Exercise instructions:
Write the next few paragraphs of the text on hot flash treatments, picking up after its last sentence.

======== Page excerpt ========

Hot flashes during menopause are both common and irritating. No definitive medical cause has been determined. Ranging from mild warmth to intense heat, hot flashes can leave you red-faced, sweaty and exhausted if they disrupt sleeping patterns. Treatments range from hormone replacement therapy and drugs to homeopathic remedies and lifestyle changes.
Hormone Replacement Therapies
Hormone replacement therapy is usually considered for treatment when the hot flashes are moderate to intense. Your doctor may recommend either estrogen or progesterone therapy. Women with intact reproductive organs generally receive both to protect them from developing endometrial cancer. Progesterone is given alone when estrogen cannot be taken due health risks. An increased risk of heart disease exists when choosing hormone replacement therapy and should be considered along with family history, your own reproductive history and the duration of the treatments before choosing this option. Estrogen is not recommended for women with a history of breast cancer or blood clots.
There are several prescription medications used in association with symptoms of menopause, although the FDA has not specifically approved them for the treatment of hot flashes. Antidepressants from two classes of pharmaceuticals (SSRIs and SNRIs) do help relieve hot flashes but not as effectively as hormone replacement therapy. Negative side effects may include weight gain, queasiness and light-headedness. Gabapentin, a pain medication, has shown moderate success in treating hot flashes, particularly those that occur at night. In addition to light-headedness and queasiness, side effects may include headaches. Clonidine is most commonly used to treat sufferers of high blood pressure but produces slight relief from hot flashes. Side effects include several already mentioned in addition to sleepiness, constipation and dry mouth.

======== Dataset extract ========

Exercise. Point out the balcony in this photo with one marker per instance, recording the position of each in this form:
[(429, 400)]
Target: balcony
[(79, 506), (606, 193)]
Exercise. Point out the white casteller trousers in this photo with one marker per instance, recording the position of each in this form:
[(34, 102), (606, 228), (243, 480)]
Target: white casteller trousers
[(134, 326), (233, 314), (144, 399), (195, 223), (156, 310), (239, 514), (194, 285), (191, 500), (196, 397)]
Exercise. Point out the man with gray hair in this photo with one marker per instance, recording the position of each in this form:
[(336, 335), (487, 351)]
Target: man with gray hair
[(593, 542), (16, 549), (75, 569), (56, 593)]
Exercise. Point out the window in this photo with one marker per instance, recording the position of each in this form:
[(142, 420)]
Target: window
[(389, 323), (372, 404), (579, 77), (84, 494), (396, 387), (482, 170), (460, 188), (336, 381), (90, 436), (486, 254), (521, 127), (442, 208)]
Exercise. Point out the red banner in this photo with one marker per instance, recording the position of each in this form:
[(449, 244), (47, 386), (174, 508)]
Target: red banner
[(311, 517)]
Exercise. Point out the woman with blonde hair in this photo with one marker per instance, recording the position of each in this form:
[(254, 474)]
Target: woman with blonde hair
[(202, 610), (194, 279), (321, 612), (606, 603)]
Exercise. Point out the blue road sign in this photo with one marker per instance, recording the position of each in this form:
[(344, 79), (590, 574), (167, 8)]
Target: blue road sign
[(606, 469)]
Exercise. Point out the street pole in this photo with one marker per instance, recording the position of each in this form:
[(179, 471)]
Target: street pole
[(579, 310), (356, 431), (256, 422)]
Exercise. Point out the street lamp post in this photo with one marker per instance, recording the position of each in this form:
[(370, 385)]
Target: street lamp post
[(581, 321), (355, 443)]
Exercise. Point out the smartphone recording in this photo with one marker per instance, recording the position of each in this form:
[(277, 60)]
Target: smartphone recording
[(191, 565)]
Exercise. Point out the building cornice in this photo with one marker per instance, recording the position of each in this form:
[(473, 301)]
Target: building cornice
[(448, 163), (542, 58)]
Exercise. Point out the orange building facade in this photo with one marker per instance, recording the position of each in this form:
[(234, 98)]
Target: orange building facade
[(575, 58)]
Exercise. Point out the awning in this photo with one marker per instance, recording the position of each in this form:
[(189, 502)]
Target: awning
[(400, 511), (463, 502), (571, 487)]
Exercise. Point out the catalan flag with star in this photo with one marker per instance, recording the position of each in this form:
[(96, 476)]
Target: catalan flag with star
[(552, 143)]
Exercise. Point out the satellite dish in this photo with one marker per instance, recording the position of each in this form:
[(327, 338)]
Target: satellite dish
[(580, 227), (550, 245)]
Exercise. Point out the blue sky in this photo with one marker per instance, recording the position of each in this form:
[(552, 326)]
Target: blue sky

========

Answer space:
Some changes in your lifestyle and daily routine may help reduce the risk of hot flashes. Hot flashes seem to occur in response to triggers such as changes in your temperature. Layering your clothing allows you to add or remove clothing when you start to feel changes starting. Air flow created by an open window, fan or air conditioner will help keep you feeling cooler. Drinking a cool beverage may be enough to stop or diminish the onset of a hot flash. Other triggers include spicy food, caffeine, stress and alcohol. Smoking is also an identified trigger. Consider giving up some of these or limit them to the greatest extent possible.
Overweight women have a higher recurrence of hot flashes than do those with a lower BMI. African-American women are more prone to experiencing hot flashes than women of other ethnic backgrounds. Sedentary lifestyles also increase the risk of experiencing hot flashes. Consider exercise and weight loss to reduce your risk and frequency of hot flashes. Deep-breathing exercises practiced twice a day for 15 minutes can reduce the frequency of hot flashes by about 40 percent and reduce intensity if performed at the onset of the hot flash.
A number of herbal supplements have proven effective in treating hot flashes. Black cohosh is taken in doses of 10-15 drops twice daily. Motherwort is taken in doses of 10-25 drops, one to six times a day. Both provide relief from hot flashes. As with prescription medications or any other covered treatments, the potential side effects or risks should be discussed with your doctor.